▸ YOUR TASK:
Nothing but the lines from the one that contains "Question. Indicate each instance of the downspout" through the end of the listing should appear, set down exactly.

▸ TASK DATA:
-*-*-

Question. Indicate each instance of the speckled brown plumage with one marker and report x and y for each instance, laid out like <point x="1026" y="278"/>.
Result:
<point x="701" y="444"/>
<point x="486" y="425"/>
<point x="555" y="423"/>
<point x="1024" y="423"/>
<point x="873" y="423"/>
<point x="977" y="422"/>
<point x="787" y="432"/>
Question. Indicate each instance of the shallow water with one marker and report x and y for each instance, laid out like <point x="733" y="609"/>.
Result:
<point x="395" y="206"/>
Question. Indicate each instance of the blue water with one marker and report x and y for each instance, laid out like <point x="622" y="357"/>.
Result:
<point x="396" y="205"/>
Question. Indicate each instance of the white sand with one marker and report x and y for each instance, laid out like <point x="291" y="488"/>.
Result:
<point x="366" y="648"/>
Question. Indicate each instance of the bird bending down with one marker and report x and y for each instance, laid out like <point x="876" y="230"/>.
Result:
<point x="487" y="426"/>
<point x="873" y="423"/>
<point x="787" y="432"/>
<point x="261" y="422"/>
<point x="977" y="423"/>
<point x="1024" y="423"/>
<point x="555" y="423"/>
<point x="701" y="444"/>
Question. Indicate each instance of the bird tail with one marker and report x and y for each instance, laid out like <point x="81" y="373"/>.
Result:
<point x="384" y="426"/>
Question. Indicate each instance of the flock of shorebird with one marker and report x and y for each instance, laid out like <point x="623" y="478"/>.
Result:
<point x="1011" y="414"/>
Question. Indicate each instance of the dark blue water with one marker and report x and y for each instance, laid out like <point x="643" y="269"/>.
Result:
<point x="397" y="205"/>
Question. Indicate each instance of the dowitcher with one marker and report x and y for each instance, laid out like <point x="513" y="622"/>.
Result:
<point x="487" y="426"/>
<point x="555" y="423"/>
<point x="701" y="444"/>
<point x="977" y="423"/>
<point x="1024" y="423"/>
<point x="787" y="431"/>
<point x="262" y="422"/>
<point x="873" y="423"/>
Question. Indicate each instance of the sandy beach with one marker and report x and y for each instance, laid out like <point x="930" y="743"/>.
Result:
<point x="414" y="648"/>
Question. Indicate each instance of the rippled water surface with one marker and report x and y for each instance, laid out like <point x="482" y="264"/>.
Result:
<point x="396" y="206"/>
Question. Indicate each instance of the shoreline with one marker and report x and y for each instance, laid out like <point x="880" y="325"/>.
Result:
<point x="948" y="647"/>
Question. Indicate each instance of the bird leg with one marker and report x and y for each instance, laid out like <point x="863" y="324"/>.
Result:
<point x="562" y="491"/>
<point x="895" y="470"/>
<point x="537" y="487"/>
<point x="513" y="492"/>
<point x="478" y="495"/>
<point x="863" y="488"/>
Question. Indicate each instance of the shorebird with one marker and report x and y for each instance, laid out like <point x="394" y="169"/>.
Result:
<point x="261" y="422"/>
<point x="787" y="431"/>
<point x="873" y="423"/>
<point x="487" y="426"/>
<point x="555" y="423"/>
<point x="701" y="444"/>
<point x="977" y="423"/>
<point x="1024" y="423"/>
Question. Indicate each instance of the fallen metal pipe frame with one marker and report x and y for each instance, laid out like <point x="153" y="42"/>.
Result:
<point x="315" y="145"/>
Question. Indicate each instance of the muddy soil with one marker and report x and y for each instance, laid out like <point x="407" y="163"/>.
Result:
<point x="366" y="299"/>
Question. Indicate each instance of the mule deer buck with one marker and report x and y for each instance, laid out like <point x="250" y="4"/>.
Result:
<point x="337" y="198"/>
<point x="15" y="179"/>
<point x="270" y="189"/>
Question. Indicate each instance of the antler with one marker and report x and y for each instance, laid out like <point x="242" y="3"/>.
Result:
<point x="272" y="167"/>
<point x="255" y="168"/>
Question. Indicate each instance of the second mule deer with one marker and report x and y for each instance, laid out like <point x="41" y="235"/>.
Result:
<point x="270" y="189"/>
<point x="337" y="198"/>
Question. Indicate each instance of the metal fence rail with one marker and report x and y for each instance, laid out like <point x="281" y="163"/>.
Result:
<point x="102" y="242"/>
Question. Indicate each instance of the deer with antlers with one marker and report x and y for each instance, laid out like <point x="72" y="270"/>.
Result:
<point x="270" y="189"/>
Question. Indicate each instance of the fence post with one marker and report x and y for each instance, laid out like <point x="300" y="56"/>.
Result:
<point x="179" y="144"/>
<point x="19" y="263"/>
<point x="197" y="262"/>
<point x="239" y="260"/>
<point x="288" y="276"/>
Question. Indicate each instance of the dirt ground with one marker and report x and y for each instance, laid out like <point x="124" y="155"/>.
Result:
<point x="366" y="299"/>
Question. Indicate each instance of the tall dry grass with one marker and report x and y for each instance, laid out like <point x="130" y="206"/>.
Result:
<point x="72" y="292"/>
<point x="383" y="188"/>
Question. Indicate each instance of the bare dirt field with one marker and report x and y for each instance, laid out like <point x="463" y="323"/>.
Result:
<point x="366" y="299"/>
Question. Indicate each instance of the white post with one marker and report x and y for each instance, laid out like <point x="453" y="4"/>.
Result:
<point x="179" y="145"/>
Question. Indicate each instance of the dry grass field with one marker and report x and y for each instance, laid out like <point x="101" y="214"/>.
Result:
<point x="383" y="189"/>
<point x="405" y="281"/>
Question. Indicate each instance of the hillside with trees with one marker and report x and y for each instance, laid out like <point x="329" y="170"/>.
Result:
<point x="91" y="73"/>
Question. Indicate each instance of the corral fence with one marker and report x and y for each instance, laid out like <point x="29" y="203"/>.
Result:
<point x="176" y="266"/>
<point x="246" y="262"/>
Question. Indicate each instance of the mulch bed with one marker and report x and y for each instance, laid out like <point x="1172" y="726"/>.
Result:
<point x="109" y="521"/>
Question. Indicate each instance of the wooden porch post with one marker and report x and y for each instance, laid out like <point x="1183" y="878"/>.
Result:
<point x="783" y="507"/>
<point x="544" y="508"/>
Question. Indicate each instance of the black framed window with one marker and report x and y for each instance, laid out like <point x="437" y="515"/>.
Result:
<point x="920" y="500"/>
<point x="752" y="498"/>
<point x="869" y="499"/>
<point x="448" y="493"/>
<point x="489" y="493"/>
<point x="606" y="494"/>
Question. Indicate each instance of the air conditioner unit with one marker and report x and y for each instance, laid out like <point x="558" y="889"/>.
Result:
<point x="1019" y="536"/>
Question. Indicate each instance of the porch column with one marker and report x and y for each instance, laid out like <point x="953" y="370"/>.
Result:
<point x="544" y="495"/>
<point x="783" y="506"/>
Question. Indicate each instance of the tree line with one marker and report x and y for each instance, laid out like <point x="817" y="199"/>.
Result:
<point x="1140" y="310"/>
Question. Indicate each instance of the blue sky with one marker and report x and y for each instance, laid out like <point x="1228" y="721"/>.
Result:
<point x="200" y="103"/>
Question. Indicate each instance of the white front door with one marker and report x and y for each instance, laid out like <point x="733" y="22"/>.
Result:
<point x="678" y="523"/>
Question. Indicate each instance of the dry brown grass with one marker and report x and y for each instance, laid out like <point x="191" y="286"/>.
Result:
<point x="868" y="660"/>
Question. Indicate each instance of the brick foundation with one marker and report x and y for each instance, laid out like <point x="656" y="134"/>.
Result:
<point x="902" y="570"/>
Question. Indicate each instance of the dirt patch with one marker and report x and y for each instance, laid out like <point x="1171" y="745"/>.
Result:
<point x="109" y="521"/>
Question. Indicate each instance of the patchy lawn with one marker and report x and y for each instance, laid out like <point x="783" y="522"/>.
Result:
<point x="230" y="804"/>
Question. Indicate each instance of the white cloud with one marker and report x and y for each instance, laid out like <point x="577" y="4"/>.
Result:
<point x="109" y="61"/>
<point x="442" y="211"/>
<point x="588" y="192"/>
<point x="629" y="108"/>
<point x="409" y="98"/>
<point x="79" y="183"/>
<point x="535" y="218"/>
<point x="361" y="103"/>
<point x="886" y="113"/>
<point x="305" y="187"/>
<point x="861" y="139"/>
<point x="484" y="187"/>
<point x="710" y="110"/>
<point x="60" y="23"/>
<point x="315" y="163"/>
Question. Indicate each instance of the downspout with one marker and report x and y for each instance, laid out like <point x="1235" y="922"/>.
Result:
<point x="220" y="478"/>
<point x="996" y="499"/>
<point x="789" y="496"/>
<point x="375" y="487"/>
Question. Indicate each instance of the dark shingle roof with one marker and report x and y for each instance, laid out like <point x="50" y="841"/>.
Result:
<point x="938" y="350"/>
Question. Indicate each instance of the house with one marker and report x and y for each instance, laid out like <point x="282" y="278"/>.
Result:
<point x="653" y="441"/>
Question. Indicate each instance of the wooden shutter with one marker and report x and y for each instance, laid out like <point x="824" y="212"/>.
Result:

-*-*-

▸ WRITTEN ANSWER:
Question. Indicate each instance of the downspout with one marker and report x and y for each instance, laid out like <point x="1235" y="922"/>.
Result:
<point x="220" y="478"/>
<point x="996" y="499"/>
<point x="789" y="496"/>
<point x="375" y="487"/>
Question. Indicate each instance of the dark shingle roof with one marker and report x and y for each instance, laid out like <point x="50" y="841"/>.
Result:
<point x="938" y="350"/>
Question. Indicate each instance of the house with one marker and report x and y for each instance, laid out like <point x="282" y="278"/>.
Result:
<point x="653" y="441"/>
Question. Indicate each instance of the wooden shutter with one marker and report x and y for each instance, laid out like <point x="824" y="212"/>.
Result:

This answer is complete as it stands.